● Given task
Please quote only the lines that start at the one with "Keypoint guideline: for each instance of the distant" and go on to the last line of the data, both ends kept.

— Start —

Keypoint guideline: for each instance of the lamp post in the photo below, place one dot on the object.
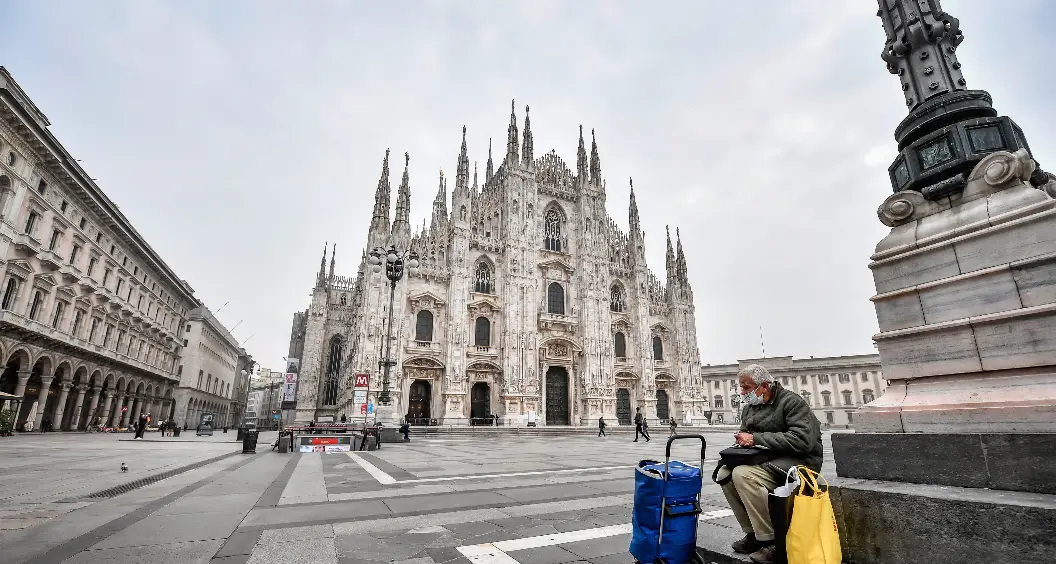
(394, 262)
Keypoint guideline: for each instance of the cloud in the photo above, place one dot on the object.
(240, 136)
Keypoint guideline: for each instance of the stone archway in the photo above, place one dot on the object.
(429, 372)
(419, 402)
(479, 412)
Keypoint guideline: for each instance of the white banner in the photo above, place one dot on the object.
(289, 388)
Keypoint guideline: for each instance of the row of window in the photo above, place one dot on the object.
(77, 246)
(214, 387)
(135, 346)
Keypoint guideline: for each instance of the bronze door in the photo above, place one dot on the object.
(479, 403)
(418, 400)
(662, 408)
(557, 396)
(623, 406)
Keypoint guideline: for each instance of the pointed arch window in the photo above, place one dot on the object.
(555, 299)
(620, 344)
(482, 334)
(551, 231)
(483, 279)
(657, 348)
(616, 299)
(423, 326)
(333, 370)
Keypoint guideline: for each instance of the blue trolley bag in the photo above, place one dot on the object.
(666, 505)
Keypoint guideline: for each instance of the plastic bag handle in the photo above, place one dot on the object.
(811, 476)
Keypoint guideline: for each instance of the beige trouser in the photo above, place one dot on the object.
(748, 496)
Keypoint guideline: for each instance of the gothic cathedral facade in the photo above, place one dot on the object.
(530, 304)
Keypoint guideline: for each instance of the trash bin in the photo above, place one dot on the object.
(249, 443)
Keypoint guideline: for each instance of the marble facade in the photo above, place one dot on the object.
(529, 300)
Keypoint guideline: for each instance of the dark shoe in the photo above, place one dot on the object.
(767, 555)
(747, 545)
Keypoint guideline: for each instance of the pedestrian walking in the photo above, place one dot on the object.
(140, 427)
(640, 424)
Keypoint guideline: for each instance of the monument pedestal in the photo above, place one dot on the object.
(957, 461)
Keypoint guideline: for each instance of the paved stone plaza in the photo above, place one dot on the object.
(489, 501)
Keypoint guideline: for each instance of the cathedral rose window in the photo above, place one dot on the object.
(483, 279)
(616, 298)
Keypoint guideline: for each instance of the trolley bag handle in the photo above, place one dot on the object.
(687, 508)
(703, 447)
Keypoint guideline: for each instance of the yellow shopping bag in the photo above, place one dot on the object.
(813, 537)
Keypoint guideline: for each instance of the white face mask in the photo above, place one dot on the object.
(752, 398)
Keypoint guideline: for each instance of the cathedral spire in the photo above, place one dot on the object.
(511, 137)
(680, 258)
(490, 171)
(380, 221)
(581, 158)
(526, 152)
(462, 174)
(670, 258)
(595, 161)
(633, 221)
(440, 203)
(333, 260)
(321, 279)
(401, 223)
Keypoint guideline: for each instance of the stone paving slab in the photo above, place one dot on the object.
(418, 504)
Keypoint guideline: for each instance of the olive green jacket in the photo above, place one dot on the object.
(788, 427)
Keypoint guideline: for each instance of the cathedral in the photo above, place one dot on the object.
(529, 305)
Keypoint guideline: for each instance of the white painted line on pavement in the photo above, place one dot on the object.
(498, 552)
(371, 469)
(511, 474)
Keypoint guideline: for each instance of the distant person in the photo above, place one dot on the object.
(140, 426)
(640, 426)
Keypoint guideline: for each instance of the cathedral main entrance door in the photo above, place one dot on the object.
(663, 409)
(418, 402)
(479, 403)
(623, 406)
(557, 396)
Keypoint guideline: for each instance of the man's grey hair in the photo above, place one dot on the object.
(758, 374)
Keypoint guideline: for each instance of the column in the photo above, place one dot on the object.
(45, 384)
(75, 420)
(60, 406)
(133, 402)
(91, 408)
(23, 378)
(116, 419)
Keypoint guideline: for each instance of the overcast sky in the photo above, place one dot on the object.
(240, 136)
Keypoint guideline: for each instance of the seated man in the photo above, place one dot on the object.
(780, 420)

— End —

● Full solution
Keypoint guideline: for each instance of the distant person in the photo above, place one dot on the object.
(140, 426)
(640, 426)
Keypoint guideline: for each instance of the cathedral main entrance door in the photo above, place one dot on the object.
(663, 409)
(418, 402)
(479, 403)
(623, 406)
(557, 396)
Keypoint guideline: for each instance of the man's grey hair in the photo above, place one dot on the object.
(758, 374)
Keypoint guideline: for each instance of the column in the photo above, place one dot on the object.
(45, 384)
(75, 420)
(60, 406)
(133, 402)
(91, 408)
(23, 378)
(116, 419)
Keypoint guideline: for each instance of the overcast sky in the photo above, place one dot on the object.
(240, 136)
Keypoint guideline: for each instance of the seated man in the photo above, place one dot on the object.
(780, 420)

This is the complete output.